start TEXT EXTRACT

Like kauri dieback, Phytophthora cinnnamomi is also spread via soil movement. Further testing will continue in Chelsea Heritage Park and other kauri in the area. 

Other Local Issues

In other news and events, Chair John Gillon and Deputy Chair Danielle Grant represented the Kaipatiki Local Board at the Finance and Performance Committee in May regarding two big issues: prevention of kauri dieback in Kaipatiki and replacement of the grandstand at Birkenhead War Memorial Park.

Both issues were well received. Councillors voted to approve funding for the Kaipātiki Local Board to demolish the grandstand and replace it with a new sports facility.

I’m pleased to see the Birkenhead main street upgrade going ahead, and the Frank Larking's Boat community steering group has been set up including representatives from interest groups and Members John Gillon and Adrian Tyler. They are assessing community offers, as well as council quotes, to help reduce the costs for the project to conserve the boat.

Out and About

Events listed below are additional to our regular (weekly) local board workshops, business meetings and community forum.

end TEXT EXTRACT
start PROVIDED DATA

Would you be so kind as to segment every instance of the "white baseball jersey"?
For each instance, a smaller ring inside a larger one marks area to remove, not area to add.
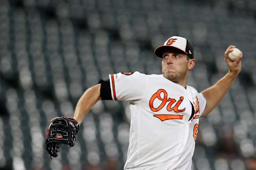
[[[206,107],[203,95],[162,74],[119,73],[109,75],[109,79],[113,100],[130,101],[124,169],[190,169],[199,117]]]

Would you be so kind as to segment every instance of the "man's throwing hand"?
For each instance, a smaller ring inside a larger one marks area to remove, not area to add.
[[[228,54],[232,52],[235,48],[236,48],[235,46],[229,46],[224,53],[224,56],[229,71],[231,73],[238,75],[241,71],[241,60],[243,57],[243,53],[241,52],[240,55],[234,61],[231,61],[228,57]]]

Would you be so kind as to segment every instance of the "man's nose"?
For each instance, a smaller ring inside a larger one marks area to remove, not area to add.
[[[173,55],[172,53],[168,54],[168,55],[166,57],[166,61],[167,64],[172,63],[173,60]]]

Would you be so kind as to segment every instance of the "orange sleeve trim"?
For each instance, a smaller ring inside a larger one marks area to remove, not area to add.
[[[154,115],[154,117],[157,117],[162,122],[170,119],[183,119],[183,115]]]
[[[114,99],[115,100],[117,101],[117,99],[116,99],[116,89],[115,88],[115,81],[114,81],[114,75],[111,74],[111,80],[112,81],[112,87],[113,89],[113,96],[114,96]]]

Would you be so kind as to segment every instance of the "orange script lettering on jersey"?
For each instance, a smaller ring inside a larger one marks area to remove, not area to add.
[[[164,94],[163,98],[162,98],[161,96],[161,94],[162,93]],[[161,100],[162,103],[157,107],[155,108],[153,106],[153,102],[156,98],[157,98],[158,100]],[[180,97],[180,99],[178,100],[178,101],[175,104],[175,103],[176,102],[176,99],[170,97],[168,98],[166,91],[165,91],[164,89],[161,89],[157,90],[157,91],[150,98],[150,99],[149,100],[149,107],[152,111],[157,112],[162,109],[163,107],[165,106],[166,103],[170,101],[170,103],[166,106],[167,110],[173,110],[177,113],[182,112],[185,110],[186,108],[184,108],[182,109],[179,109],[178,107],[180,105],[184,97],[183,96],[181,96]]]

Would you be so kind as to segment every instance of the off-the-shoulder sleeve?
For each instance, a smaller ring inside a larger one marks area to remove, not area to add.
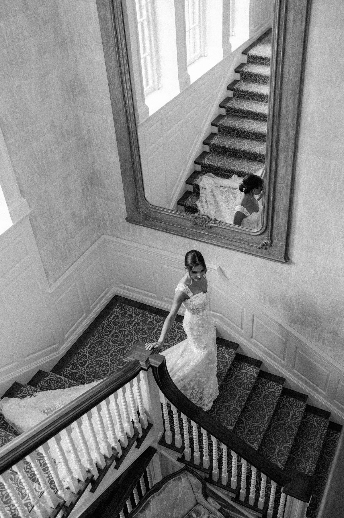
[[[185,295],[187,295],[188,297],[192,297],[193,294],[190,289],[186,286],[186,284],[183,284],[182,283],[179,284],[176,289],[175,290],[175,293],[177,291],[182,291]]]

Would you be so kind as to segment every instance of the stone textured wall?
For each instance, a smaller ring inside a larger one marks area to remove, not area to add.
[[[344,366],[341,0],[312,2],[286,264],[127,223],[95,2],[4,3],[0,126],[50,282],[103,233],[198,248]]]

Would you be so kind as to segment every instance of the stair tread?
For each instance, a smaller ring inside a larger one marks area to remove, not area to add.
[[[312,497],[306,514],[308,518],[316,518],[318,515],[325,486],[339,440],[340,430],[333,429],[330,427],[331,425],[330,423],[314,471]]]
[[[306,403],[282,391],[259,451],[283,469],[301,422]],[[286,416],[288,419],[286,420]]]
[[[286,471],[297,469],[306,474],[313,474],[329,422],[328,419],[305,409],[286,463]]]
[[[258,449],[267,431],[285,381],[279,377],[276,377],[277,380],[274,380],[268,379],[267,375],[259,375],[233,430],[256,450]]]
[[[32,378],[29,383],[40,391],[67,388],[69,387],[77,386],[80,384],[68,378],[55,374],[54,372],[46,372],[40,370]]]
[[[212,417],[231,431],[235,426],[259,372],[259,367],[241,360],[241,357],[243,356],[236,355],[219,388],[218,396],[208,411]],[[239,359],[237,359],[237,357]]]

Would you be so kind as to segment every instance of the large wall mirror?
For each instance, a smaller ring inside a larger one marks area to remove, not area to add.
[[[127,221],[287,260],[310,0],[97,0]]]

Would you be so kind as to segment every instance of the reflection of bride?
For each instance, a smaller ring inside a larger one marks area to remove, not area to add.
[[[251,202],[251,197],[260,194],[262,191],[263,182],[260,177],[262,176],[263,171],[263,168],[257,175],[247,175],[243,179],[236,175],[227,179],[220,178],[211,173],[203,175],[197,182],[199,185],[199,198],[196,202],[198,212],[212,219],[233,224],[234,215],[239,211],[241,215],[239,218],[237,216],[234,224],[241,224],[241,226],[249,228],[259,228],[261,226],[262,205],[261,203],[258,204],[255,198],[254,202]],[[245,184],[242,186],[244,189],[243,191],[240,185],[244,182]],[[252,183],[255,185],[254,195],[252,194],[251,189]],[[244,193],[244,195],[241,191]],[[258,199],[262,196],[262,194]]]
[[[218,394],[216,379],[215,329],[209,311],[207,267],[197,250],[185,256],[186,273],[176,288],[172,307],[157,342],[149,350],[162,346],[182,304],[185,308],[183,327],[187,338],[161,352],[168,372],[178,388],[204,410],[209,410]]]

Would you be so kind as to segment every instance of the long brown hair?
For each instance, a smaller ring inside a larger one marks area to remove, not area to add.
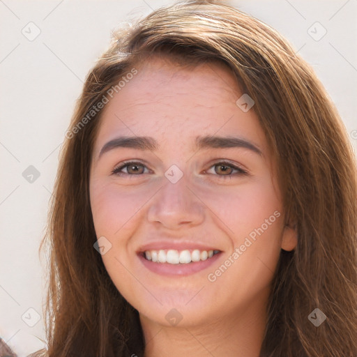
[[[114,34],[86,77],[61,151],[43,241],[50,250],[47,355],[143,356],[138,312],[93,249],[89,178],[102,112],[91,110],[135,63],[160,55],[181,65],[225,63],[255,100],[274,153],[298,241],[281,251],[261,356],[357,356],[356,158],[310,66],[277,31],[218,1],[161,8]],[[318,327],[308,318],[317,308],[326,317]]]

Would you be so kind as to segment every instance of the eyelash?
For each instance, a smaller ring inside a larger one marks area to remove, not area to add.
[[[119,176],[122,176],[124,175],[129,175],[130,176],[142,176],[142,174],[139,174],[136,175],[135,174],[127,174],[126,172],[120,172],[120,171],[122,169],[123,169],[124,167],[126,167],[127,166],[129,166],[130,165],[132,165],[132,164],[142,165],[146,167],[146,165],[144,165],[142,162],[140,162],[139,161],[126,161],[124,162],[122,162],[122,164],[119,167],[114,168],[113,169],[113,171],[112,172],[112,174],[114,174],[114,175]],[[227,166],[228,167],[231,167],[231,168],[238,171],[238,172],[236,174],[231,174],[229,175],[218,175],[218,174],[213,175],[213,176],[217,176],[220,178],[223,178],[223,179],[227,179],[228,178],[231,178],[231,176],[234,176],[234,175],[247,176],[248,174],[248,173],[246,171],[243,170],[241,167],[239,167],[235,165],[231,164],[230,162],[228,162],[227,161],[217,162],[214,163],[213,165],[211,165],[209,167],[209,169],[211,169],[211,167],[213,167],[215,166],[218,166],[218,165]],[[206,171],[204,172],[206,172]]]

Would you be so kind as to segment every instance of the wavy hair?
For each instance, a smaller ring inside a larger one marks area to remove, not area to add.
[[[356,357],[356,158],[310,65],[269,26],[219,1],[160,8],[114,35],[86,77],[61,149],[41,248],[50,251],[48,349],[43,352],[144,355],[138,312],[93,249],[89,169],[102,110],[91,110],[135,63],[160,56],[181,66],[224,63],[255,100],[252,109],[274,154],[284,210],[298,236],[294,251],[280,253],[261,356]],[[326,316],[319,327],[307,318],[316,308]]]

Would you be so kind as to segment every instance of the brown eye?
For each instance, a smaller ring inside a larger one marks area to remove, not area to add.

end PROVIDED DATA

**WORK INSTRUCTIONS:**
(A) Copy the passage of the Kaipatiki Local Board update between "Both issues were" and "conserve the boat.", inclusive.
(B) Answer these questions using the Kaipatiki Local Board update:
(i) Who represented the Kaipatiki Local Board at the Finance and Performance Committee in May?
(ii) What did councillors vote to approve funding for?
(iii) What is the Frank Larking's Boat community steering group assessing?
(C) Continue the Kaipatiki Local Board update from the point where it stops.

**ANSWERS IN ORDER:**
(A)
Both issues were well received. Councillors voted to approve funding for the Kaipātiki Local Board to demolish the grandstand and replace it with a new sports facility.

I’m pleased to see the Birkenhead main street upgrade going ahead, and the Frank Larking's Boat community steering group has been set up including representatives from interest groups and Members John Gillon and Adrian Tyler. They are assessing community offers, as well as council quotes, to help reduce the costs for the project to conserve the boat.

(B)
(i) Chair John Gillon and Deputy Chair Danielle Grant.
(ii) For the Kaipātiki Local Board to demolish the grandstand and replace it with a new sports facility.
(iii) Community offers and council quotes, to help reduce the costs of the project to conserve the boat.

(C)
15 May – Bayview Community Centre Governance meeting

15 May – Northcote Town Centre Association meeting

16 May - Coastal walkway visit at Hobsonville Point

17 May - Northcote Unlock Awataha Greenway session with Panuku

28 May – Pest Free Kaipatiki office warming at Fernglen

6 June –  Tour of Glenfield Leisure Centre and Activzone

17 June – Consultation on the draft Sunnynook Plan, Rewi Alley Reserve

19 June – Northcote Town Centre Association meeting

20 June – Meeting with the political working group for the open space network plan

23 June – Forest and Bird Conference, Wellington

March - April 2018 Local Board Member Report

This report covers my Kaipātiki Local Board activities for March and April 2018.

Open Workshops 

Kaipātiki Local Board workshops are now open to the public. In my view this is a great step forward for local democracy and helping further a culture of transparency.

Excluding the public means they may only see edited highlights of the decision-making process, but this change means residents can now hear debate before the decisions that are formalised at our monthly business meetings.

There may still be some items of workshops that will be discussed in closed session, as happens already with monthly business meetings, to protect individuals' privacy and commercial sensitivity.

We are only the second board in Auckland to take this step.

Pocket Parks

The Auckland Council-owned Rosie Bolt Reserve has been identified as ‘potentially surplus to council requirements’ through a review process. At our April business meeting, a majority of Kaipātiki Local Board members voted to oppose the sale. The final decision will rest with the Finance and Performance committee of the governing body.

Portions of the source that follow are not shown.